Objective:
From the line containing "reply: (645, 270)." down to the last line of the records below, copy every line exactly. Leave out everything before it.
--- Stored data ---
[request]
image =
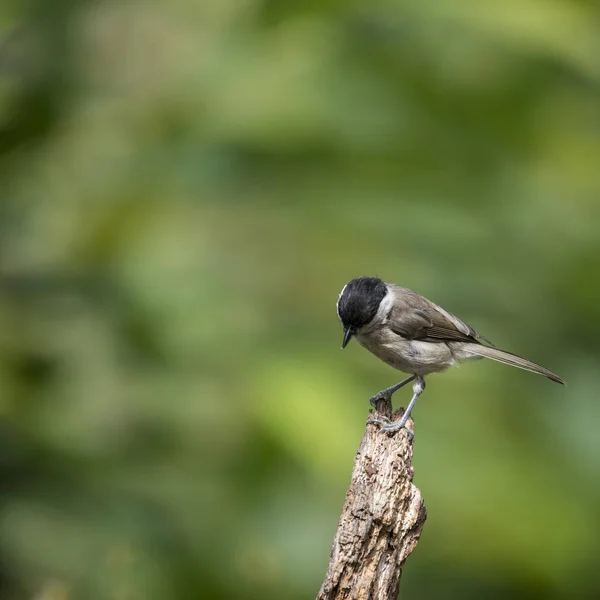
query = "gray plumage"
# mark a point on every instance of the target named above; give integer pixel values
(414, 335)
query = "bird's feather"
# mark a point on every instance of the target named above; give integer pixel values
(415, 318)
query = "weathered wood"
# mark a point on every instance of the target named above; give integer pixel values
(381, 520)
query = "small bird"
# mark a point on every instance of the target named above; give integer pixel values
(413, 335)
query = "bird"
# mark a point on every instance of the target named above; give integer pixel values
(412, 334)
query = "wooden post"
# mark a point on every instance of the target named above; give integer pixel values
(381, 521)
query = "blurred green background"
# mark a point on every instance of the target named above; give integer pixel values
(185, 188)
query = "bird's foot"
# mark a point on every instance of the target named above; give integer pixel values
(389, 426)
(384, 396)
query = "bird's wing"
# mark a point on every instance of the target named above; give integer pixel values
(414, 317)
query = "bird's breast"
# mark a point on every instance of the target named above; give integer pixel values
(409, 356)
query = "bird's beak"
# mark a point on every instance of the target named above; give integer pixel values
(348, 334)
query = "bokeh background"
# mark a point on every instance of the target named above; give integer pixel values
(185, 188)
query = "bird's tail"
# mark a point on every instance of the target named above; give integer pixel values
(511, 359)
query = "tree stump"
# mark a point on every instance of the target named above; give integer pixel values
(381, 521)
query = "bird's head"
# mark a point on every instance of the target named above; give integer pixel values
(358, 304)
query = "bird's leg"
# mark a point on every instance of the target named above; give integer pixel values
(386, 394)
(389, 426)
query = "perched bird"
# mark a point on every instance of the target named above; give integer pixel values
(413, 335)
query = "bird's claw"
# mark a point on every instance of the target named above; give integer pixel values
(374, 400)
(389, 426)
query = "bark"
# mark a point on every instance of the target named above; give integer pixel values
(381, 520)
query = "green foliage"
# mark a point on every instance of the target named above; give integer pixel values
(187, 187)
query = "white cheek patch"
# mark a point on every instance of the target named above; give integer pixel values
(384, 307)
(337, 304)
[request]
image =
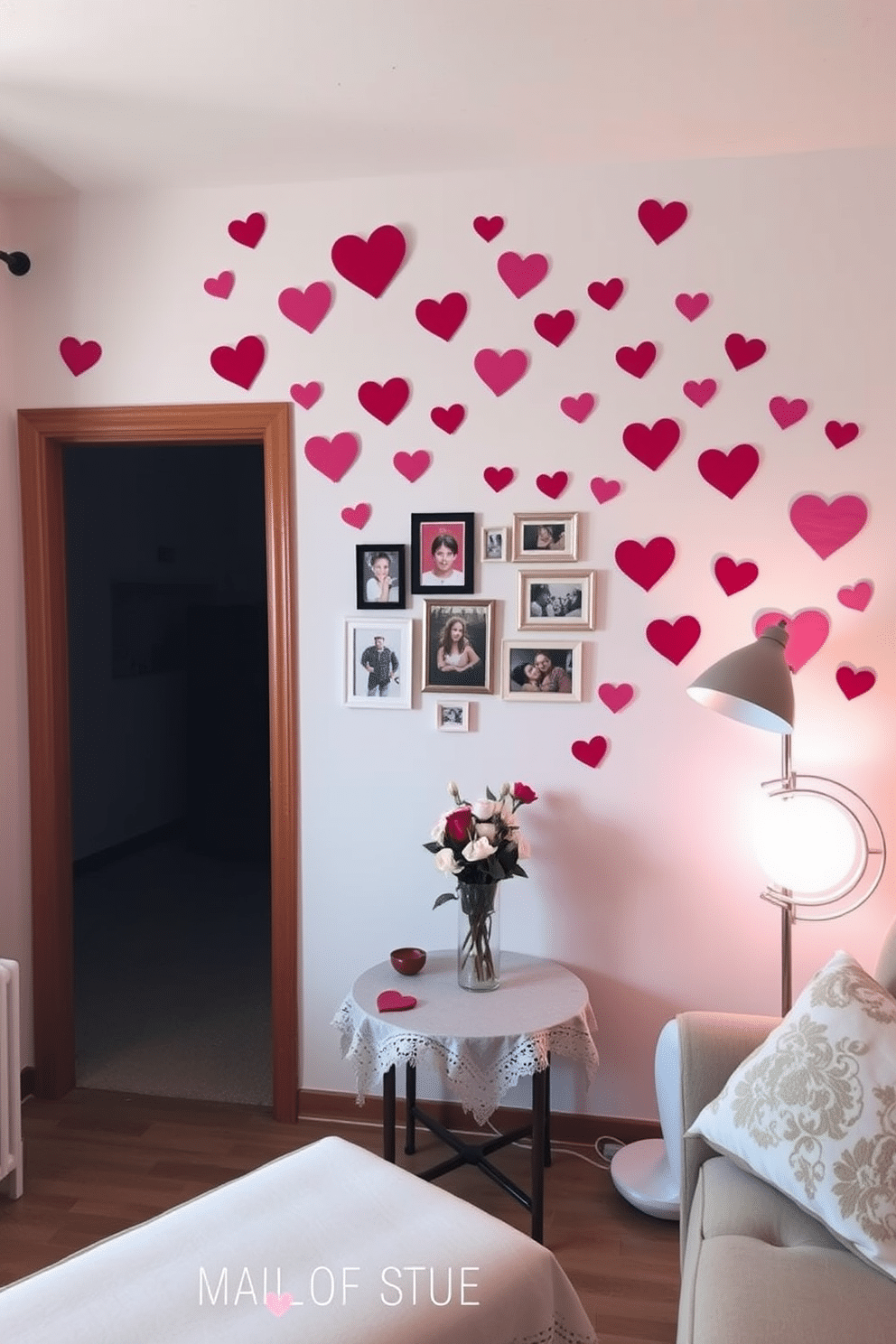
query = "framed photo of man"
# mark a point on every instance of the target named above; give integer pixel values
(443, 553)
(457, 645)
(378, 664)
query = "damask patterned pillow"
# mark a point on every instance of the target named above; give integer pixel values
(813, 1109)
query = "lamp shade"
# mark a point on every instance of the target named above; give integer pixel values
(752, 685)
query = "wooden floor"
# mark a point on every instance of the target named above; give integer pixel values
(97, 1162)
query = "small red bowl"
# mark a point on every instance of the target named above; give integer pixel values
(407, 961)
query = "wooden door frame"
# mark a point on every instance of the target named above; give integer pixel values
(42, 437)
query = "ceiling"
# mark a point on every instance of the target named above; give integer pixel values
(118, 94)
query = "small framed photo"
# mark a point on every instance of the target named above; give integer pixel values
(378, 664)
(542, 672)
(493, 543)
(555, 600)
(457, 645)
(453, 715)
(441, 553)
(546, 537)
(379, 575)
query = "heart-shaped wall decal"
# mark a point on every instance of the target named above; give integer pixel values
(411, 465)
(79, 357)
(827, 525)
(592, 751)
(500, 369)
(371, 264)
(239, 363)
(807, 632)
(306, 307)
(733, 577)
(220, 285)
(854, 682)
(652, 443)
(332, 457)
(615, 696)
(555, 327)
(520, 275)
(661, 222)
(645, 564)
(606, 294)
(385, 401)
(673, 639)
(728, 472)
(856, 597)
(443, 316)
(247, 231)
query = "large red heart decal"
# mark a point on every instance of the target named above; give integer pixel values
(369, 262)
(728, 472)
(645, 565)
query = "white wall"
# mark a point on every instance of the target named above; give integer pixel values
(642, 876)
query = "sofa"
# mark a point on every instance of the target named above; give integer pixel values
(755, 1266)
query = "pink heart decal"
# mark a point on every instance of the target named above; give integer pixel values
(553, 485)
(555, 327)
(856, 597)
(306, 307)
(520, 275)
(305, 394)
(499, 477)
(79, 358)
(743, 352)
(411, 465)
(854, 682)
(488, 226)
(825, 525)
(239, 363)
(578, 407)
(606, 294)
(700, 393)
(788, 413)
(691, 305)
(358, 517)
(605, 490)
(443, 316)
(220, 286)
(448, 418)
(615, 696)
(385, 401)
(500, 371)
(807, 632)
(391, 1002)
(728, 472)
(645, 565)
(841, 434)
(673, 639)
(652, 443)
(733, 577)
(332, 457)
(247, 231)
(637, 360)
(592, 751)
(369, 264)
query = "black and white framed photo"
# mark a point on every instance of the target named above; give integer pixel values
(378, 664)
(443, 553)
(542, 672)
(555, 600)
(457, 645)
(546, 537)
(379, 577)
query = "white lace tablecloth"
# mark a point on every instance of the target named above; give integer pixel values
(481, 1043)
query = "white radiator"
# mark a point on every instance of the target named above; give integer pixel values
(10, 1082)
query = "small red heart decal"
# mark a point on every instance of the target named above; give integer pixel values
(369, 264)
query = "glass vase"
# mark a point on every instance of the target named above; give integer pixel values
(479, 936)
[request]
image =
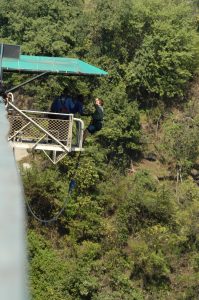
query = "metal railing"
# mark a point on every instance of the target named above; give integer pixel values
(36, 130)
(13, 261)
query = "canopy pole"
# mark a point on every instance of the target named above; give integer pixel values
(1, 68)
(25, 82)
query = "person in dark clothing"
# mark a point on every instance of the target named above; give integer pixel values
(96, 123)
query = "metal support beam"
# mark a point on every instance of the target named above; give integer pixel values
(13, 262)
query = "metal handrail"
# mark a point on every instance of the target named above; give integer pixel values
(13, 258)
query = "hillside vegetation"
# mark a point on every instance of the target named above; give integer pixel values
(130, 229)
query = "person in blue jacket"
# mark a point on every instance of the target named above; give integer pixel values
(97, 117)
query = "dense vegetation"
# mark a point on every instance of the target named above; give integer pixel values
(130, 230)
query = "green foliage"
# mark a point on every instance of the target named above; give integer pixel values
(180, 143)
(121, 236)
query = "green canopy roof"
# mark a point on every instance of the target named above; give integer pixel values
(59, 65)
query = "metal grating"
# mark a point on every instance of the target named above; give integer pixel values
(22, 130)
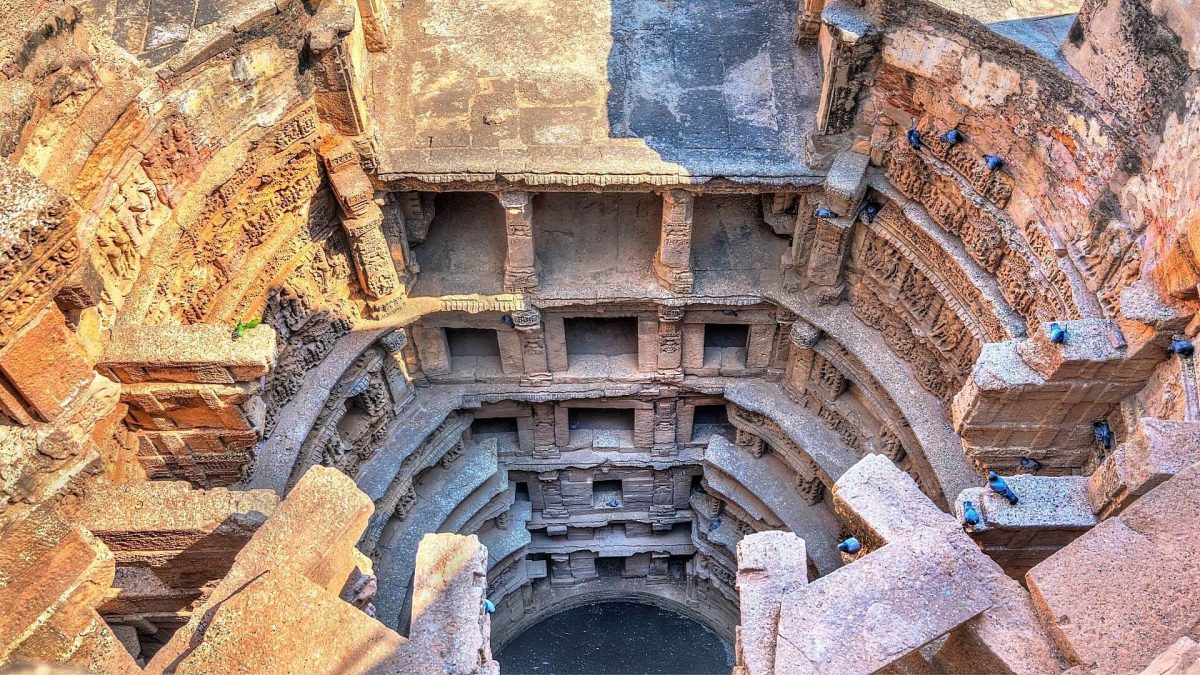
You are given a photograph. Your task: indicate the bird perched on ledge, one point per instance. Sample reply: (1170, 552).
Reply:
(851, 545)
(870, 210)
(970, 514)
(1001, 488)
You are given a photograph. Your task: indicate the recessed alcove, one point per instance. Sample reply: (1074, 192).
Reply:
(465, 249)
(601, 428)
(601, 346)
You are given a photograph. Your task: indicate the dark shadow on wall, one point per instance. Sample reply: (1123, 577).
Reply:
(713, 85)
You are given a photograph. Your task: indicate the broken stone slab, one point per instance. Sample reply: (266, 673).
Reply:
(312, 532)
(769, 566)
(1181, 658)
(449, 620)
(882, 503)
(195, 353)
(1116, 613)
(883, 607)
(845, 181)
(1153, 452)
(52, 577)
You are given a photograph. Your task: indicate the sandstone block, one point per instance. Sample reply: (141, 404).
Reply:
(187, 353)
(1123, 592)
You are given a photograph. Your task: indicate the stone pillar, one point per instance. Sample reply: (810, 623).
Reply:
(665, 428)
(552, 496)
(340, 77)
(769, 566)
(520, 261)
(544, 444)
(671, 342)
(784, 321)
(672, 261)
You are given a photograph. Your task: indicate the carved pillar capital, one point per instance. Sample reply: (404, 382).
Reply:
(672, 261)
(804, 334)
(520, 261)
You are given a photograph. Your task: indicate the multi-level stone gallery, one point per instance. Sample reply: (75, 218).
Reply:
(833, 336)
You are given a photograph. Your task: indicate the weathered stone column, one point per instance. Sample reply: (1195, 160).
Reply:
(672, 261)
(533, 347)
(376, 22)
(665, 428)
(671, 342)
(363, 222)
(520, 261)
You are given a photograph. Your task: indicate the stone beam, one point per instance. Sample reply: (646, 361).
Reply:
(520, 258)
(672, 260)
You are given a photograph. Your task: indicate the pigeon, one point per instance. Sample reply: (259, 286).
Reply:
(850, 545)
(1182, 347)
(1103, 434)
(1057, 334)
(970, 514)
(1000, 487)
(870, 210)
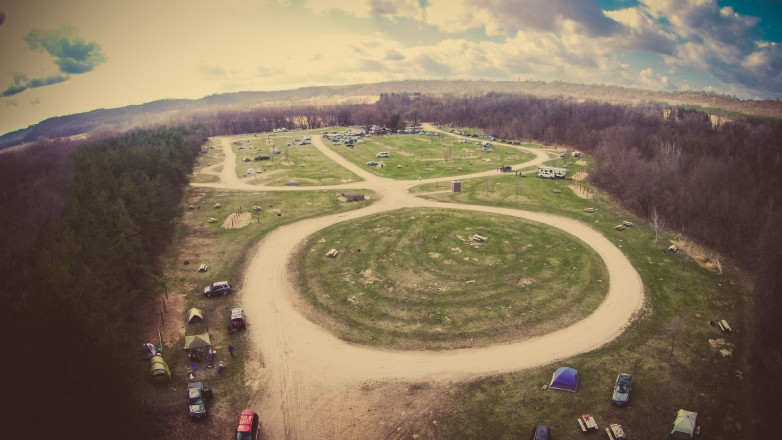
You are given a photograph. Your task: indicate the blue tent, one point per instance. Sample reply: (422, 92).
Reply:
(565, 379)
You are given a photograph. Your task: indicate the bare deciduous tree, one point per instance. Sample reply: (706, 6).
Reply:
(658, 223)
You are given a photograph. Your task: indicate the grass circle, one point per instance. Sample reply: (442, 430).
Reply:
(421, 279)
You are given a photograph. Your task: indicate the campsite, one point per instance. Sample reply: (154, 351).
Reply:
(416, 307)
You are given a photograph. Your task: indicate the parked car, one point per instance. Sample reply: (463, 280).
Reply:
(195, 399)
(248, 425)
(218, 288)
(238, 320)
(541, 433)
(624, 384)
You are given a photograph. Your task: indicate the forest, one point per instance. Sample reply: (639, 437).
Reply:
(89, 220)
(86, 227)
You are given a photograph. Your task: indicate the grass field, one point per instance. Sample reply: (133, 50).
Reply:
(414, 279)
(225, 251)
(289, 161)
(414, 156)
(678, 360)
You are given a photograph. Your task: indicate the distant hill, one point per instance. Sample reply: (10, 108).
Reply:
(170, 111)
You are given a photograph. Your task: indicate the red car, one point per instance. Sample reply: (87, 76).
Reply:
(248, 426)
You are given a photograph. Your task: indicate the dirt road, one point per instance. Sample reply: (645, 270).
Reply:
(317, 386)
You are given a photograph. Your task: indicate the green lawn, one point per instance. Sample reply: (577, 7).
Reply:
(672, 350)
(414, 279)
(289, 161)
(414, 156)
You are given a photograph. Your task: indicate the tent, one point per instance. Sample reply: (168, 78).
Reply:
(197, 341)
(683, 426)
(565, 379)
(195, 315)
(158, 369)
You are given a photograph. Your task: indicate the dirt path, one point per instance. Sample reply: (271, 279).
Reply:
(312, 376)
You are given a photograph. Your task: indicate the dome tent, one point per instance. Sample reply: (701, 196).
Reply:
(683, 426)
(565, 379)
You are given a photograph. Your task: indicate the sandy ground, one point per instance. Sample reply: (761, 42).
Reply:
(312, 385)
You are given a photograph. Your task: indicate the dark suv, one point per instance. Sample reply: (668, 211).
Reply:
(624, 384)
(195, 399)
(218, 288)
(248, 426)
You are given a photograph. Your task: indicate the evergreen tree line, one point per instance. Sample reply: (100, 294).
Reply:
(72, 333)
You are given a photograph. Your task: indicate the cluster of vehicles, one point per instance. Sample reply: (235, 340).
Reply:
(621, 396)
(248, 426)
(347, 137)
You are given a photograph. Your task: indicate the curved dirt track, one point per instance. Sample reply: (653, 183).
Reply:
(309, 372)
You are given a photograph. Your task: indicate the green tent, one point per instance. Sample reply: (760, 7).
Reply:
(683, 426)
(158, 369)
(194, 316)
(197, 341)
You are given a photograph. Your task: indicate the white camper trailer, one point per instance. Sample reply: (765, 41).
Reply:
(551, 172)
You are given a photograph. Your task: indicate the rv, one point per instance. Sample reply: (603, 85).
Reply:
---
Task result:
You are given a photograph. Your task: indicate the dirt road, one point per instance. Sample reply: (645, 270).
Reply:
(317, 386)
You are given a photograph. Your task: indicate the green lawn, one point per instance. Sample reply: (577, 7).
Reply:
(672, 350)
(414, 279)
(289, 161)
(414, 156)
You are given a photograph. Your task: indicate the tent, one point per instance. Sample reply: (168, 78).
Reply:
(197, 341)
(683, 426)
(565, 379)
(195, 315)
(158, 369)
You are given a photograph. Your task: indicate the dirt path, one point per instance. Sample reply: (271, 279).
Reply:
(312, 376)
You are given a photograph. Your task: indicate the dome tent, one point per instance. Sample reply: (701, 196).
Reply:
(683, 426)
(565, 379)
You are given a photograph. Your task: indicate the sandy ground, one point per instance. Sample reply: (761, 42).
Reply:
(312, 385)
You are given a photograph. Your task: indicate the dark suv, one point per instance. Sample reply: (668, 211).
Reply:
(624, 384)
(195, 399)
(218, 288)
(248, 426)
You are given a photograph. Your task: indicate the evergreen tree line, one point per instance. Sample reply: (100, 294).
Reply:
(72, 333)
You are given a photograph. Your task: indicate the cluster of vehicles, one point per instance. Sample reply: (235, 340).
Reply:
(621, 396)
(248, 426)
(347, 137)
You are given a photograph. Your task: indicate the curved dirt track, one point per instance. Sample reply: (653, 183).
Reply:
(309, 372)
You are given a photograph. Your task: indicate the green tent, one point per instance. Sample reply: (760, 7).
Reply:
(683, 426)
(158, 369)
(194, 316)
(197, 341)
You are given a photograph. Your task: indicate the white camper trailer, one point per instance. Sample reply: (765, 41).
Reply:
(551, 172)
You are given a photograph. Your task: indicate the rv, one point per instance. Sample reply: (603, 85).
Reply:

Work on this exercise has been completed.